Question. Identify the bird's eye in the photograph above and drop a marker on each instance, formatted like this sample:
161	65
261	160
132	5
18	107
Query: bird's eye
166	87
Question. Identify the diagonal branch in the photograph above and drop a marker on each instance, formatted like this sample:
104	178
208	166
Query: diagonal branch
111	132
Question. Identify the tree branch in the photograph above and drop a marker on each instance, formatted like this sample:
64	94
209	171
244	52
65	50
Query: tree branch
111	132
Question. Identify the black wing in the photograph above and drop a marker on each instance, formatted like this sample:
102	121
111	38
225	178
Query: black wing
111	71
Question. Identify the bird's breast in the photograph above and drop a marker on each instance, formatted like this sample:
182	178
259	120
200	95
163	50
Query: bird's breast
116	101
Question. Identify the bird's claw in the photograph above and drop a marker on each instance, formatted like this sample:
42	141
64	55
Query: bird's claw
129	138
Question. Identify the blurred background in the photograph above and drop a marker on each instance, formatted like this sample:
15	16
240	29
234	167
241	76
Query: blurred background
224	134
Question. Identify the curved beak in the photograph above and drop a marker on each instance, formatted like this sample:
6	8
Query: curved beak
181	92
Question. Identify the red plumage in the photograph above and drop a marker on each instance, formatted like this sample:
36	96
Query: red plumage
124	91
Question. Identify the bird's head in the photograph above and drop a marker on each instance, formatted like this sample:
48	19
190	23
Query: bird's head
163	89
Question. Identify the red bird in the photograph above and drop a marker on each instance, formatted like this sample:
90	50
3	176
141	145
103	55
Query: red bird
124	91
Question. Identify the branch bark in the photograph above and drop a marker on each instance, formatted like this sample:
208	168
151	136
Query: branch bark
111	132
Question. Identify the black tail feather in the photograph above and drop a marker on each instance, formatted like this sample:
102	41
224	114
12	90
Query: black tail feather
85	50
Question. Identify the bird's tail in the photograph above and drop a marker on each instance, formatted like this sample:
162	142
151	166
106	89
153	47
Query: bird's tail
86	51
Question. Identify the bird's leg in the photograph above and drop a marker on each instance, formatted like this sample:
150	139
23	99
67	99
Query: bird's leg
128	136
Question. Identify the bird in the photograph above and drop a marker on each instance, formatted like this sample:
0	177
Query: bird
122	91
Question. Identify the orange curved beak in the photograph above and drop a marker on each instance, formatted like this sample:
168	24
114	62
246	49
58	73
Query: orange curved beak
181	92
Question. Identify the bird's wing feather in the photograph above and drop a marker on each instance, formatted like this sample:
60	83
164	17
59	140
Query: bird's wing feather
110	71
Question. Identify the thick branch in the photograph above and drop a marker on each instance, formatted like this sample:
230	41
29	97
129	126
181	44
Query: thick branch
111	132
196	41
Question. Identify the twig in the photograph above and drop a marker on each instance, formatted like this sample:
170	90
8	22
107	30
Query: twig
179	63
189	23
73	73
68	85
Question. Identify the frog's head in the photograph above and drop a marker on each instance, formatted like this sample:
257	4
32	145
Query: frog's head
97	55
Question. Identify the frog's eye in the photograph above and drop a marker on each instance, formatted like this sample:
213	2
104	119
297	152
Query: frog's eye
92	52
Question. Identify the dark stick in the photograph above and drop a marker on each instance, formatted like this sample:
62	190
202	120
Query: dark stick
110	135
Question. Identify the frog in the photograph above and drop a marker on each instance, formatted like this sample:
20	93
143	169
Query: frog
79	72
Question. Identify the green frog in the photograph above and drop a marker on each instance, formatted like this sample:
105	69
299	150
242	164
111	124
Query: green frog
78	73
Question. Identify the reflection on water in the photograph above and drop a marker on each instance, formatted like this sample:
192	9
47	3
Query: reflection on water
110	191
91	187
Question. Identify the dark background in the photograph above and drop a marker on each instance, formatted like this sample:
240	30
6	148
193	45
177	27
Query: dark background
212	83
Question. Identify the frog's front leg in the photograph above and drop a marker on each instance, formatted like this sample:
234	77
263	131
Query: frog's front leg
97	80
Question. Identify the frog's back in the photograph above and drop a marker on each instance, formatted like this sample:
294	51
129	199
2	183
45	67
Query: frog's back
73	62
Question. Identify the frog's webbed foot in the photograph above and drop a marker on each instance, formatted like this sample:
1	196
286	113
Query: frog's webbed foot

- - - -

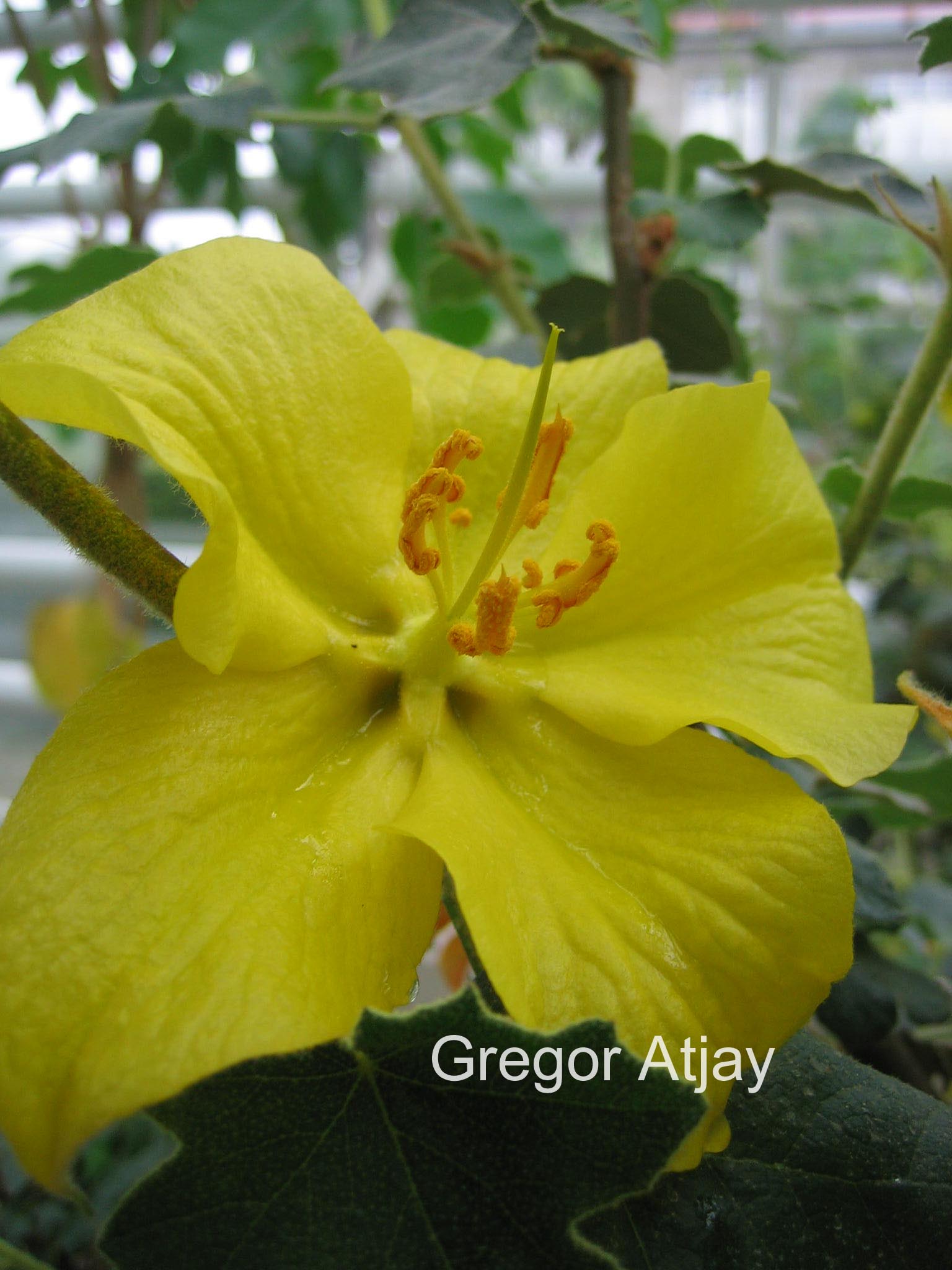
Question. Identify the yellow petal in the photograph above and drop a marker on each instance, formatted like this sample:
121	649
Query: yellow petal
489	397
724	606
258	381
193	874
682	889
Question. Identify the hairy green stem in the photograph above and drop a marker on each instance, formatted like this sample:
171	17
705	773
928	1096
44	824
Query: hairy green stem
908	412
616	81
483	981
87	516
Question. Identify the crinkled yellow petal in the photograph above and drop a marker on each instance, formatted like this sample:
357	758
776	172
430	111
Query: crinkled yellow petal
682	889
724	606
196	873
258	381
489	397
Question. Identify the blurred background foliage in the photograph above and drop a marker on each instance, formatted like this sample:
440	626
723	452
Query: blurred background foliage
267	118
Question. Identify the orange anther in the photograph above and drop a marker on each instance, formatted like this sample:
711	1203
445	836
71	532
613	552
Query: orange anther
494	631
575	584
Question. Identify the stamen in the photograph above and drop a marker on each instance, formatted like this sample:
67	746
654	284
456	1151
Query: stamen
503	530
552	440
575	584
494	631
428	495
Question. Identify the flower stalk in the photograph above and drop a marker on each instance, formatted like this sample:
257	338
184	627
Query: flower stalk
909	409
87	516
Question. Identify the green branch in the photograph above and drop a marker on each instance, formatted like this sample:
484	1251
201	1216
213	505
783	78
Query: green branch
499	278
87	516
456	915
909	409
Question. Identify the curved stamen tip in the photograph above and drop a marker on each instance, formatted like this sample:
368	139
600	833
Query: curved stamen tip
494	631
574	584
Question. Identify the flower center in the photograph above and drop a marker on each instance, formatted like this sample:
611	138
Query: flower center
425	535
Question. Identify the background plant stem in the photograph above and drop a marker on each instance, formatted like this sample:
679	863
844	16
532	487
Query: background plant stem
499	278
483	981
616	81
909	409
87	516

- - - -

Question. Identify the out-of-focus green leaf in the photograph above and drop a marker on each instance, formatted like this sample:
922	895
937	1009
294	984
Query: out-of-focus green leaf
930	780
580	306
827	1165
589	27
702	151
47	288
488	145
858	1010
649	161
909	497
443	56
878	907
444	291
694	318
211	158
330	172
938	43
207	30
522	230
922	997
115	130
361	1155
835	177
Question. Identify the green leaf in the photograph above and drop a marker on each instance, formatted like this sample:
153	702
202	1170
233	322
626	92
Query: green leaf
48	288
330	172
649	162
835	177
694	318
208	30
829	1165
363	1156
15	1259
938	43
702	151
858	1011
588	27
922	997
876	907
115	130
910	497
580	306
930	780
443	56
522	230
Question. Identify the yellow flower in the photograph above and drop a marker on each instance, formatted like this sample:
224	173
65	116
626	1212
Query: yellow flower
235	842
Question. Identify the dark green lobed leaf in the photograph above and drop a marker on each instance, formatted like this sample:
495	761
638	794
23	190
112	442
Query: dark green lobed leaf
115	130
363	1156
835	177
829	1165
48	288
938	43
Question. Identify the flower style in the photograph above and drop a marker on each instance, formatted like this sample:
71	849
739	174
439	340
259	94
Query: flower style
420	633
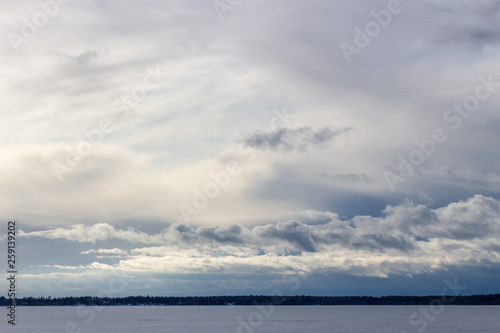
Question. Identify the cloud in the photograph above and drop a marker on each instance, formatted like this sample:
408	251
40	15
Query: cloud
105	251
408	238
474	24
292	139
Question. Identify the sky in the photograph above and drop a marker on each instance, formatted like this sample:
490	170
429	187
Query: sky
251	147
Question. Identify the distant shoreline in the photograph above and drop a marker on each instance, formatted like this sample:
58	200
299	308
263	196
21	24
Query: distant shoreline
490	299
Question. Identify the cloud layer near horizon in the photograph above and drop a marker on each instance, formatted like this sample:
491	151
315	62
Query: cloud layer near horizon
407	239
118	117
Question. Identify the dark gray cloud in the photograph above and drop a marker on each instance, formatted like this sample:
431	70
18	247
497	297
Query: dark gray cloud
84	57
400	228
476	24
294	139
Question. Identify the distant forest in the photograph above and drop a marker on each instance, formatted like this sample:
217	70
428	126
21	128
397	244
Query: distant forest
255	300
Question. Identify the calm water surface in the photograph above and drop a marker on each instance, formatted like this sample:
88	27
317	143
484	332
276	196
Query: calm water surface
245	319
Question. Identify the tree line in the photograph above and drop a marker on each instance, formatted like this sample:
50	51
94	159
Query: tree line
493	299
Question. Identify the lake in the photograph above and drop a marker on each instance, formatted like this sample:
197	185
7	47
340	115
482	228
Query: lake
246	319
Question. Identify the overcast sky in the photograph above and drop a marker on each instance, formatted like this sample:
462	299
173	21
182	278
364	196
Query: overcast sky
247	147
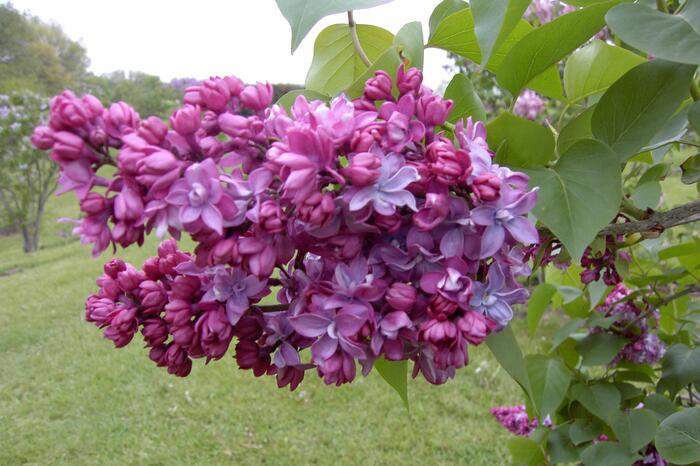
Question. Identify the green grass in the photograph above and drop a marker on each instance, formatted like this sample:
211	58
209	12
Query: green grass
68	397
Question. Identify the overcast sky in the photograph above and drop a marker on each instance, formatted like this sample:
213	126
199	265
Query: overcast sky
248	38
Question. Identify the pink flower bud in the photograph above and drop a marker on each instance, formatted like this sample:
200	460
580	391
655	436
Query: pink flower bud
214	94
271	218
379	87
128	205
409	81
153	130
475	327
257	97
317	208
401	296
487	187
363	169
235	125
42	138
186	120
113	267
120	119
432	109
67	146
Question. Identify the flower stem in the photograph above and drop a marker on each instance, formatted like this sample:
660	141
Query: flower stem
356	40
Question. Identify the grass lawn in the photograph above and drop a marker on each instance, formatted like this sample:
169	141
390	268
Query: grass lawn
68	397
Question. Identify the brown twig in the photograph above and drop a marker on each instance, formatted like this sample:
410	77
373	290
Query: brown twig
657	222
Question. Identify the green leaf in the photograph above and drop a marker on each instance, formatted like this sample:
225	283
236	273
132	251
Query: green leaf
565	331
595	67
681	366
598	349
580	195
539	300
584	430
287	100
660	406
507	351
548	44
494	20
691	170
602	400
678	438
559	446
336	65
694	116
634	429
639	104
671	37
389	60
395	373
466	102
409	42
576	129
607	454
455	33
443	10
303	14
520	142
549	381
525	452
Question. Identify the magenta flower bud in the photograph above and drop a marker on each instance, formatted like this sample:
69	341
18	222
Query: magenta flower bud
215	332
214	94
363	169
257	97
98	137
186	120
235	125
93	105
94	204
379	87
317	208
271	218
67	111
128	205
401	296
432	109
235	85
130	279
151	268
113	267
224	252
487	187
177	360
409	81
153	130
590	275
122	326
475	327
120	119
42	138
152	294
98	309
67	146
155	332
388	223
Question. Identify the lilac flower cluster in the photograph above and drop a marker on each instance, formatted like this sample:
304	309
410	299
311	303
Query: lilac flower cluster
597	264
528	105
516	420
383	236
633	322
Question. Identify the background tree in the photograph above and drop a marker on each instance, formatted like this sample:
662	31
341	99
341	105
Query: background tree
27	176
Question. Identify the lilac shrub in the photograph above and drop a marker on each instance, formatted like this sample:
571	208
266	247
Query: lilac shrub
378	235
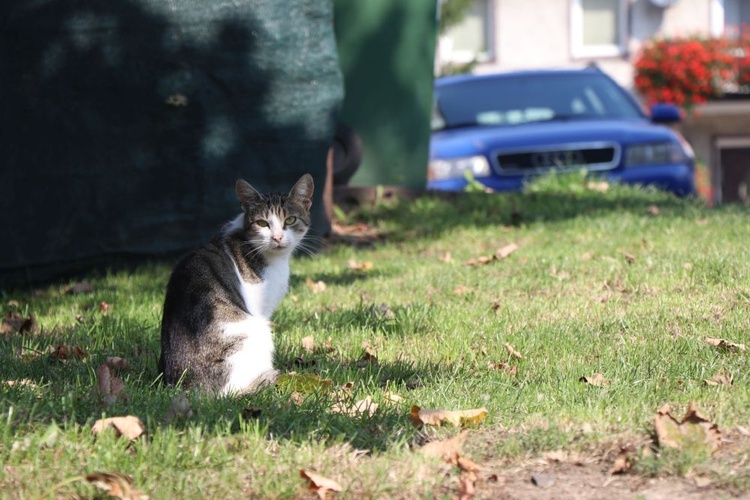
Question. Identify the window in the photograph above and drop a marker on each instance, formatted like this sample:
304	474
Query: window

- - - -

# Task goal:
Rewrite the stretch of the listing from the line containing "Question. Identify the lilac shrub" through the line containing "Query: window", substituting "lilac bush" for "lilac shrub" and changing nothing else. Leave out the pictures.

# Response to this task:
Question. Identify the lilac bush in the photograph above and drop a marker on each instance, formatted like this sample:
571	208
266	247
Query: lilac bush
378	235
Question. Identify the window in the photograph above and drop a marker on each instance, formatted like this sample:
304	474
Query: window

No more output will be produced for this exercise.